• **Work task**
Continue the news report on the Bara consultation about the 10-year development plan for the merged tribal districts, starting after its last sentence.

By Munir Khan Afridi
March 27, 2019

BARA: Stakeholders suggested several measures to improve the lives of the tribal population as the consultation process on the provincial government’s 10-year development plan for merged districts got underway here on Tuesday.

The members of the consultation team for the tribal districts, including provincial Minister for Food Qalandar Lodhi, Member National Assembly (MNA) Iqbal Afridi, Khyber Deputy Commissioner Mahmood Aslam Wazir, Local Government Department officials, industrialists, traders and elders discussed the plan at a forum in Bara, Khyber tribal district.

Speaking on the occasion, the participants said the government should start the development plan from scratch because all infrastructure had been damaged in the decade-long militancy. They said the focus should be on education, health, drinking water and roads.

“The government should rebuild 68 destroyed schools in the Bara subdivision as soon as possible," Malik Zahir Shah Afridi said, adding the tribal people have been facing the poor healthcare and roads problems after returning to native areas.

He said that people had also been facing a host of other problems, including electricity, drinking water supply and irrigation.

Malik Zahir Shah said almost 90 percent tribal people were on the job before the displacement. He said that now they were jobless. The businesses have been ruined, he pointed out. “The government should put a focus on jobs’ generation and build industrial zones in all the tribal districts,” he suggested and said the unemployment rate was increasing day by day.

• **Dataset section**

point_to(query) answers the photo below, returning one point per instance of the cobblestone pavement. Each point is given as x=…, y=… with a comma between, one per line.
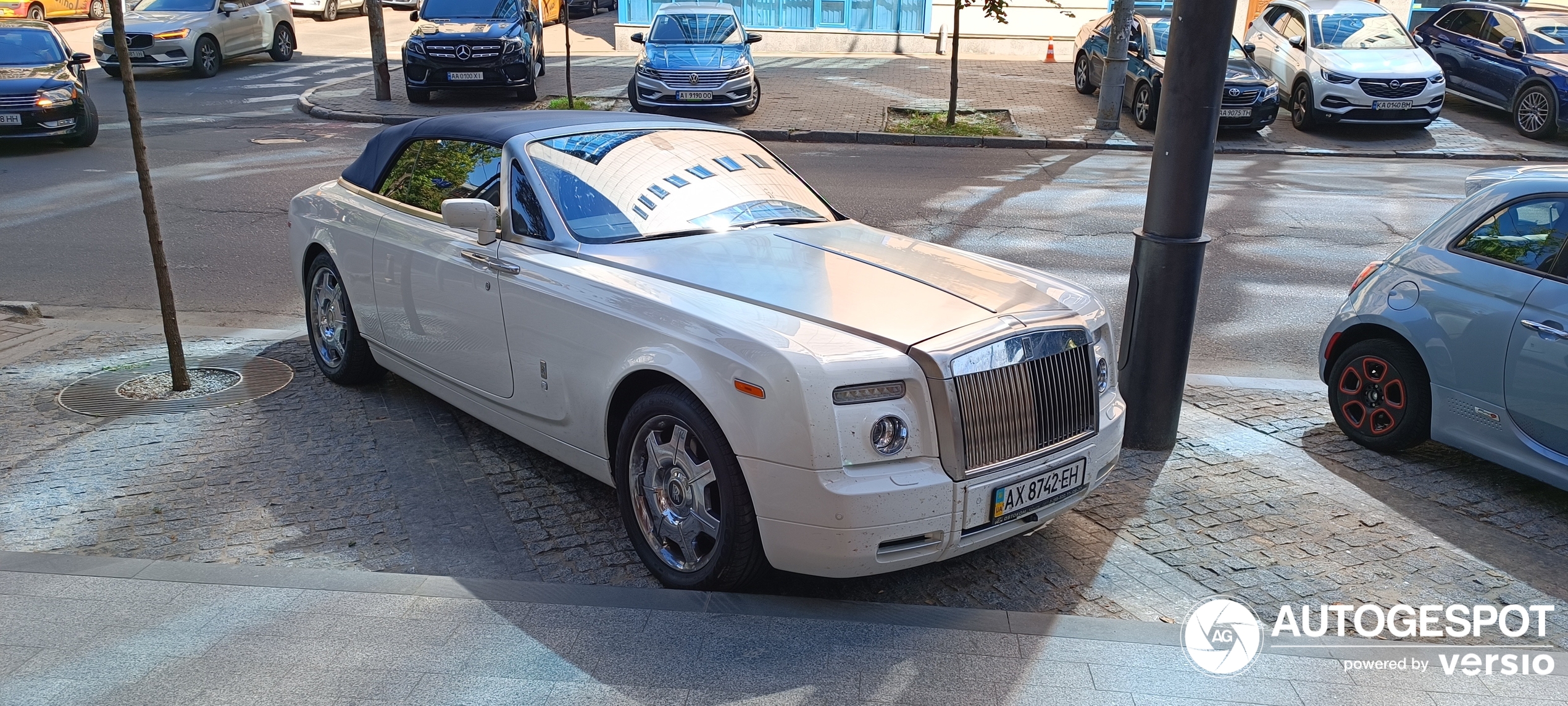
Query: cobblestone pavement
x=1252, y=503
x=852, y=93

• **Output for this task**
Khyber Union general secretary Murad Saqi said the tribal people had not accepted the Fata merger into Khyber Pakhtunkhwa. He said that people had not been taken into confidence over the merger, which took place in haste.

“The previous government had made multiple promises with the tribal people before the merger of Fata but none of them was fulfilled,” he claimed, adding even now the tribesmen were needed education, health, drinking water and roads.

Murad Saqi said the government should exempt the tribal districts from taxes for 30 years declare tax-free zones as well. “There are no medical and engineering colleges and university in Fata,” he said, adding that the students of the tribal districts were problems in pursuing higher education in other areas.

“We want the government to give interest-free loans to the tribal people,” said Abdul Ghani Afridi, a senior leader of ruling Party Pakistan Tehreek-e-Insaf.